Document section:
The main activities of this phase are to specify the educational problem at hand, its context, and the stakeholders involved (McKenney & Reeves, 2014). In the context of cross-cultural adaptation, these cover the first five steps in the process of planning proposed by Fischer and Poortinga (2018). In the first instance, we identified the problem to be addressed in Kenya. The Kenyan educational system acknowledges the need for and uses school readiness assessments (Republic of Kenya, 2017). Unfortunately, although ATL is acknowledged as essential to school success, currently, there is no attempt to enhance the learner's motivation and EF in the pre-primary curriculum. This suggests a need to enhance the Kenyan curriculum to address these school readiness domains and accurately measure whether or not there is growth in the domains. This information supported the potential benefit of developing a tool to assess ATL for Kenyan students. We, therefore, composed a multi-disciplinary team of developmental psychologists, curriculum developers, Swahili and English language experts, teachers, ICT professionals, and other stakeholders. These experts participated in several stakeholder meetings at different stages of the project.

Set task 1: In the passage on the Kenyan school readiness tool, who made up the multi-disciplinary team?
Set task 2: Summarize the passage on the Kenyan school readiness tool in two sentences.
Set task 3: Proceed with the passage on the Kenyan school readiness tool, starting right after its final sentence.

Given data:
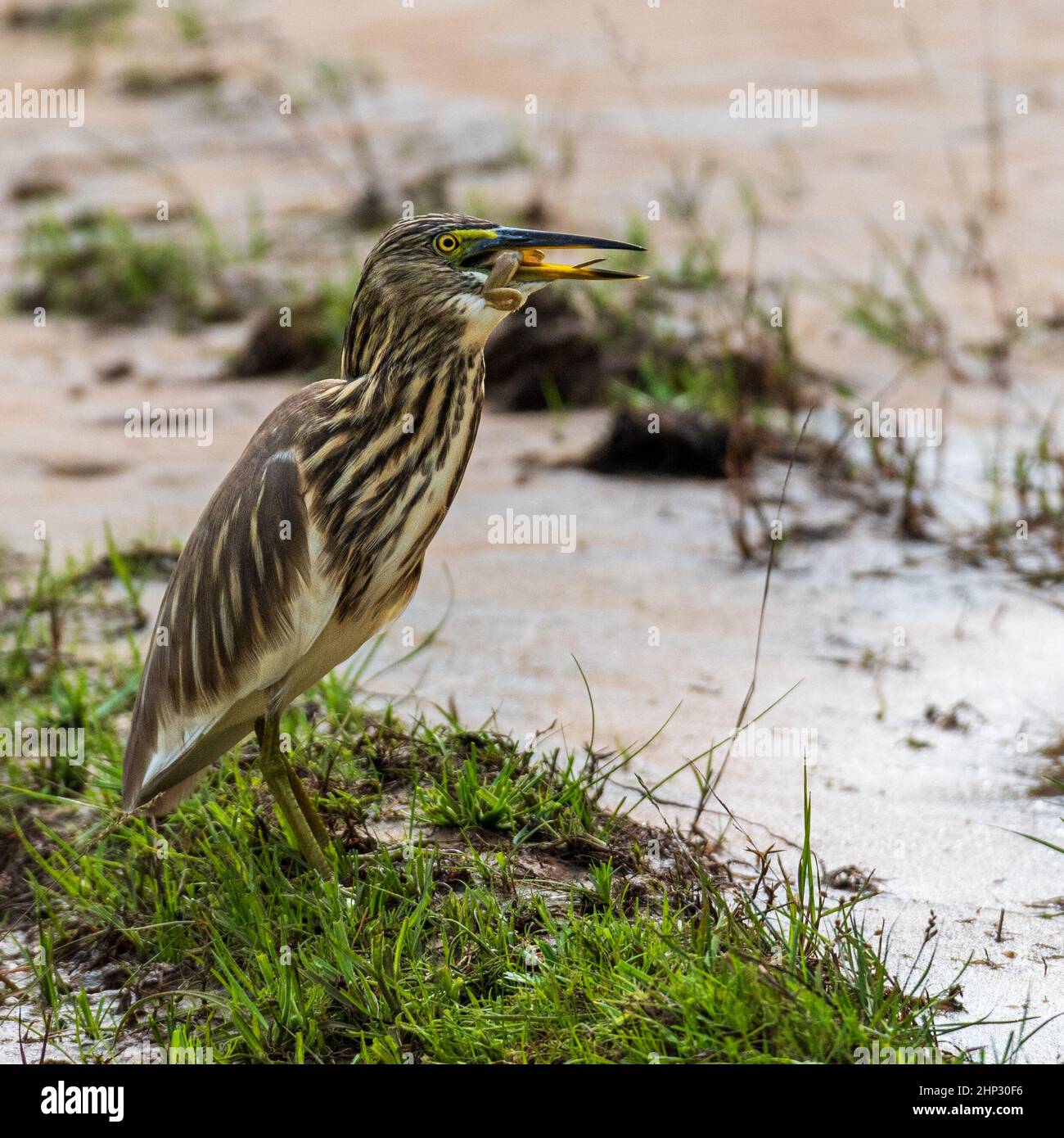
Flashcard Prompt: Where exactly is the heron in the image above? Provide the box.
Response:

Exercise output 1: Developmental psychologists, curriculum developers, Swahili and English language experts, teachers, ICT professionals, and other stakeholders.

Exercise output 2: Kenya's educational system uses school readiness assessments, but its pre-primary curriculum makes no attempt to enhance learners' motivation and EF, even though ATL is acknowledged as essential to school success. This pointed to the potential benefit of a tool to assess ATL for Kenyan students, so a multi-disciplinary team of experts and stakeholders was formed and met at several stages of the project.

Exercise output 3:
We also carried out document analysis to find out if preschool teachers assessed ATL during the transition to grade 1. Our effort to get documentary evidence of ATL assessment was not successful, due to poor record-keeping. However, the evidence we obtained from other sources indicated that areas of ATL, including mastery motivation and EF, are not currently included in preschool school readiness assessments in Kenya and require urgent intervention. Therefore, in the third stage, we identified our target psychological constructs as two components of ATL: mastery motivation and executive functions. We also carried out structured interviews with preschool teachers who attended school-based training at one of the national universities in the Coast region. This was followed by another set of interviews with County Education officers, parents, and curriculum experts to establish how school readiness is assessed in preschool and what interventions are taken to remediate any deficits.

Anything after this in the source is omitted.